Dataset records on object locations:
□ □ □

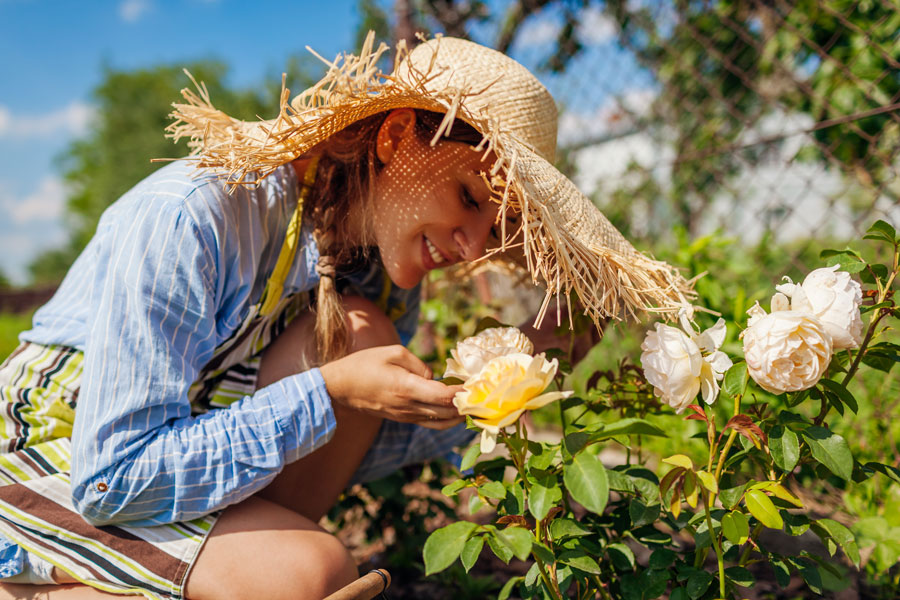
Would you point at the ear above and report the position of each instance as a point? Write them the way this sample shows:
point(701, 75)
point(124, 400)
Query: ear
point(399, 124)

□ □ □

**WHAT IS ASKED**.
Pull every line of the listing above out verbatim, but leave the pictures out.

**WORKED ANSWER**.
Would you point at the ear above and report the position of each instance as a point? Write them the way this sample shows:
point(701, 75)
point(124, 400)
Query: ear
point(399, 124)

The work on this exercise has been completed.